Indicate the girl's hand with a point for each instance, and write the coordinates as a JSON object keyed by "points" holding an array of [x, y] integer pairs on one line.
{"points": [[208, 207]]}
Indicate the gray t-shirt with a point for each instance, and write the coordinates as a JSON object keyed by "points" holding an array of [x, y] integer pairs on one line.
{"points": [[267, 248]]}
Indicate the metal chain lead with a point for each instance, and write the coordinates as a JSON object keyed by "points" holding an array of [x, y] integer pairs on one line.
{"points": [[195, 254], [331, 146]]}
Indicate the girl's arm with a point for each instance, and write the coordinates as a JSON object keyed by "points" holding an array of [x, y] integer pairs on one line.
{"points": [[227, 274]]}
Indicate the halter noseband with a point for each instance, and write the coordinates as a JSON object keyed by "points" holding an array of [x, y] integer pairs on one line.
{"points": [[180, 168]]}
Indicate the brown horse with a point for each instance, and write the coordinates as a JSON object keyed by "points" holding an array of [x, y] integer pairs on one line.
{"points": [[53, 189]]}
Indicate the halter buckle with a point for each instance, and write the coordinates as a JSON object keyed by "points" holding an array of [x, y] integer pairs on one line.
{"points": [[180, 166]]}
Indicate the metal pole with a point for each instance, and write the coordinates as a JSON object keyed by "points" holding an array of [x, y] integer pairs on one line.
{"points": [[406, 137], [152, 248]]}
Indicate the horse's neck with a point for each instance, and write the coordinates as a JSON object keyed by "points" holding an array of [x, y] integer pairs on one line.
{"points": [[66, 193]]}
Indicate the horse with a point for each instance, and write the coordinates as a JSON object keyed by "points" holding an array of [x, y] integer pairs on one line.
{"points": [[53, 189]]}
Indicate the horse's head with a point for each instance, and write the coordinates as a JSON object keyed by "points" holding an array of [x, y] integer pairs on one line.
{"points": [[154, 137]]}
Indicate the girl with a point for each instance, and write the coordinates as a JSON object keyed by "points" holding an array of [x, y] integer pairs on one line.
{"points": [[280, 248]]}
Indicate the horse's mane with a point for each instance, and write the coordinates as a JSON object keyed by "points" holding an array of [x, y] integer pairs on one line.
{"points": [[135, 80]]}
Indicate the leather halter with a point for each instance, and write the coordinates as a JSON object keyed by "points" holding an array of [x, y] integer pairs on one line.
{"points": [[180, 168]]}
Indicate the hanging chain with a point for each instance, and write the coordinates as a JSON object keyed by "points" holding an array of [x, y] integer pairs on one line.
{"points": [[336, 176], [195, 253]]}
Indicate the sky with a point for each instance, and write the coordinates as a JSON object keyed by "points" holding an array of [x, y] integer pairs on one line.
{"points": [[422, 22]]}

§ §

**Task requirements**. Which lines run from the one with "Indicate the horse's head" through the end of the listing above? Restate them word for word, with nothing else.

**Task response**.
Indicate the horse's head with a point for each instance, and write the coordinates as a JSON object keyed by "points" holding an array of [x, y] integer pairs on one line.
{"points": [[154, 137]]}
Indicate the girl with a point for each instance, and write the coordinates as a JSON object keyed by "points" holding an array of [x, y] integer pairs on one line.
{"points": [[280, 248]]}
Indicate the horse's mane with a point for each instance, and write the coordinates as a JSON object keyed by "points" holding an array of [x, y] integer pairs on one line.
{"points": [[135, 80]]}
Indicate the leather halter with a point for each instance, and write the coordinates as a JSON object keyed by "points" holding an array of [x, y] integer pairs on one line.
{"points": [[180, 168]]}
Indicate the hanging chain with a point for each instance, and write the coordinates as a JSON object keyed by "points" holding an array of [x, y] integer pairs on one line.
{"points": [[336, 176], [195, 253]]}
Indicate the sky with a point for each instance, and write the coordinates as a JSON object keyed by "points" holding an array of [x, y] integer pairs on one line.
{"points": [[422, 22]]}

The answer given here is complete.